[start PROVIDED ENTRIES]

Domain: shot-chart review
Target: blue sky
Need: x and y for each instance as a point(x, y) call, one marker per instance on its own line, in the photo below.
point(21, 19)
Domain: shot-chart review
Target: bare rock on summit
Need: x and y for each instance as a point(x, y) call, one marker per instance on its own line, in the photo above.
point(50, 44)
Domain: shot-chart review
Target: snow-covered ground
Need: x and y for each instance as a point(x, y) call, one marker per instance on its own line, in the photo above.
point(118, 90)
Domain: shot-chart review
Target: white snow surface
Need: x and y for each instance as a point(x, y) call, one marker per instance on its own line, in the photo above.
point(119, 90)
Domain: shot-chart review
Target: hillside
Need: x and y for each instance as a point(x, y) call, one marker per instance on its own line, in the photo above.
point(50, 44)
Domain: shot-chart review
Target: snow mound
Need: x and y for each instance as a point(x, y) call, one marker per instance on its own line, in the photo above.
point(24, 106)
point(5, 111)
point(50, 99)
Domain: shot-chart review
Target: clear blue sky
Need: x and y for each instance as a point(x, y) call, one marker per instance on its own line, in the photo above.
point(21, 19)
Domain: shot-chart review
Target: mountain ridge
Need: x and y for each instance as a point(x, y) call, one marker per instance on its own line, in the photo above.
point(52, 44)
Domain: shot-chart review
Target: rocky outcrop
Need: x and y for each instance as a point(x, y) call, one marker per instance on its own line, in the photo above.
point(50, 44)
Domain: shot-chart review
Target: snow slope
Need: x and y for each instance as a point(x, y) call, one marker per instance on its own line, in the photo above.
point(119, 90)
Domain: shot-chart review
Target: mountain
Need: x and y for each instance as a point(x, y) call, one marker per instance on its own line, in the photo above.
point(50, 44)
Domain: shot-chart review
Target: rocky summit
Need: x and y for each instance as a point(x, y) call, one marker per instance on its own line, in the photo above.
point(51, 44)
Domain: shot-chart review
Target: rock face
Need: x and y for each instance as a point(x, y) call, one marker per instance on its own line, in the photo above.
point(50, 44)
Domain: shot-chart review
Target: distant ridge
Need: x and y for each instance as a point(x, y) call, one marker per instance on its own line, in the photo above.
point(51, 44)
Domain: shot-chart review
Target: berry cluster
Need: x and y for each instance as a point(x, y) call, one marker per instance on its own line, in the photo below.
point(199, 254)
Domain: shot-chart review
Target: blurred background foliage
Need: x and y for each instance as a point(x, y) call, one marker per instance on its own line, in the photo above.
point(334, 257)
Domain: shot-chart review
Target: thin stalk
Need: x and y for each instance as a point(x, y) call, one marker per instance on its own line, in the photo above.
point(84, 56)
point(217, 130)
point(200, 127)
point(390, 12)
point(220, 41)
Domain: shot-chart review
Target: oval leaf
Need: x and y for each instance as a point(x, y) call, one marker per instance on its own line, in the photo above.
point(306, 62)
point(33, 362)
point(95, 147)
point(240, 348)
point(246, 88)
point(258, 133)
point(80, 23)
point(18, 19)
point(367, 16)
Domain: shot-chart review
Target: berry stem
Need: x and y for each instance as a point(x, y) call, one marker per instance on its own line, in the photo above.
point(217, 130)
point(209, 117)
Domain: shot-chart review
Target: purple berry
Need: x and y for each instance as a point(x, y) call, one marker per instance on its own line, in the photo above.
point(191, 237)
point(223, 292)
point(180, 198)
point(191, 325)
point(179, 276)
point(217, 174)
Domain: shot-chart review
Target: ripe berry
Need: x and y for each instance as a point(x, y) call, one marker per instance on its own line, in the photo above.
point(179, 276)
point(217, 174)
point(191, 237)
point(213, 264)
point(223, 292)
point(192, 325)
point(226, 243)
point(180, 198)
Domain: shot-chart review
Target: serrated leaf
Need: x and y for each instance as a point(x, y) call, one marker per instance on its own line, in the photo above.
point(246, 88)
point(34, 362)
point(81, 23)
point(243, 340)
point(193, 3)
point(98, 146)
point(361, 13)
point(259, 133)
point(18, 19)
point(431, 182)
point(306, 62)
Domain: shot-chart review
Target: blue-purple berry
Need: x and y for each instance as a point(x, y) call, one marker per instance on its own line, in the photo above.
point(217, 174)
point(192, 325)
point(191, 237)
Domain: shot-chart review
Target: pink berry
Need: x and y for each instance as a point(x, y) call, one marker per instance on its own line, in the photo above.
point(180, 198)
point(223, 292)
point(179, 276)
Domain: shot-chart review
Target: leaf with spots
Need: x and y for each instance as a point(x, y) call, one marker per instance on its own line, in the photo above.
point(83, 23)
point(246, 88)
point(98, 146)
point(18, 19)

[end PROVIDED ENTRIES]

WORK TO BE COMPLETED
All of the entries above must be quoted exactly.

TASK RESULT
Domain: shot-chart review
Target: blue sky
Need: x and y for each instance as a point(x, y) call, one marker per instance on its own line, in the photo below.
point(21, 19)
Domain: shot-chart review
Target: bare rock on summit
Need: x and y for each instance as a point(x, y) call, one marker per instance on its own line, in the photo above.
point(50, 44)
Domain: shot-chart review
Target: snow-covered ground
Need: x and y for each instance as a point(x, y) call, one marker per instance on its own line, in the photo above.
point(118, 90)
Domain: shot-chart review
Target: white snow surface
Need: x and y for each instance as a point(x, y) call, one marker per instance on its own line, in the photo above.
point(119, 90)
Domain: shot-chart review
Target: hillside
Need: x and y for each instance as a point(x, y) call, one marker per instance on its own line, in the photo above.
point(50, 44)
Domain: shot-chart review
Target: snow mound
Need: x and y for each instance as a point(x, y) call, one marker per instance on its own line, in the photo above.
point(24, 106)
point(5, 111)
point(50, 99)
Domain: shot-chart review
Target: clear blue sky
Need: x and y for each instance as a point(x, y) call, one marker per instance on its own line, in the photo above.
point(21, 19)
Domain: shot-chart review
Target: mountain ridge
Need: x and y for each instance as a point(x, y) call, one marker per instance on its own line, in the photo above.
point(52, 44)
Domain: shot-chart review
Target: rocky outcrop
Need: x and y for each instance as a point(x, y) call, one marker per instance on its own line, in the photo above.
point(50, 44)
Domain: shot-chart review
Target: snow slope
Need: x and y for each instance as a point(x, y) call, one marker per instance on its own line, in the photo above.
point(119, 90)
Domain: shot-chart review
Target: mountain
Need: x and y for each instance as a point(x, y) call, one marker per instance on its own line, in the photo above.
point(50, 44)
Domain: shot-chart review
Target: rocky summit
Need: x and y for each instance as a point(x, y) call, one marker per instance on its own line, in the photo above.
point(51, 44)
Domain: shot-chart review
Target: rock face
Need: x and y for each instance as a point(x, y) call, one marker per instance on its own line, in the photo above.
point(50, 44)
Domain: shot-chart review
Target: distant ridge
Need: x and y for each instance as a point(x, y) call, one marker per instance on its own line, in the photo above.
point(51, 44)
Domain: shot-chart review
Target: berry cluster
Need: x and y for each instance as a point(x, y) call, one marker per instance on its own line, in the photo below.
point(199, 254)
Domain: shot-chart review
Target: blurred background foliage
Need: x and y for each instance as a point(x, y) call, one marker per instance on its own line, in the photo above.
point(334, 257)
Domain: shot-chart review
Target: thin stalk
Need: x and y for each instance as a point(x, y) call, one marker per instance on its own line, in the photo above.
point(84, 56)
point(217, 130)
point(200, 127)
point(390, 12)
point(220, 41)
Domain: shot-chart review
Target: oval leaf
Need: x and y for each instance as a point(x, y) call, one marker per instance on its own line, in the photo above.
point(306, 62)
point(33, 362)
point(95, 147)
point(240, 348)
point(246, 88)
point(258, 133)
point(80, 23)
point(18, 19)
point(367, 16)
Domain: shot-chart review
Target: berry stem
Need: x and y for each instance as a point(x, y) call, one marker per instance on its own line, in the photo above.
point(217, 130)
point(209, 117)
Domain: shot-chart review
Target: purple berry
Need: x and y for each instance as a point(x, y) call, one marker per instance on its own line, in the photo above.
point(191, 237)
point(223, 292)
point(180, 198)
point(191, 325)
point(179, 276)
point(217, 174)
Domain: shot-chart review
Target: ripe berry
Need: x and y for each instance as a point(x, y) call, one marker per instance on its own line, in the photo above.
point(179, 276)
point(217, 174)
point(191, 237)
point(213, 264)
point(223, 292)
point(192, 325)
point(226, 243)
point(180, 198)
Domain: shot-chart review
Target: serrated leaf
Need: x and y for each instance as a point(x, y) call, one marker per instance on its own line, in the photo above.
point(246, 88)
point(34, 362)
point(81, 23)
point(243, 340)
point(193, 3)
point(98, 146)
point(361, 13)
point(259, 133)
point(18, 19)
point(431, 182)
point(306, 62)
Domain: shot-chart review
Target: blue-purple berry
Need: x and y for each instance as a point(x, y) call, one marker per instance on its own line, in the photo above.
point(217, 174)
point(192, 325)
point(191, 237)
Domain: shot-chart review
Target: pink berry
Need: x and y for each instance as a point(x, y) call, one marker per instance on its own line, in the photo above.
point(180, 198)
point(223, 292)
point(179, 276)
Domain: shot-chart review
Target: leaf with spots
Need: x and y for each instance as a point(x, y) call, one marker per instance on its own line, in the photo above.
point(83, 23)
point(246, 88)
point(98, 146)
point(18, 19)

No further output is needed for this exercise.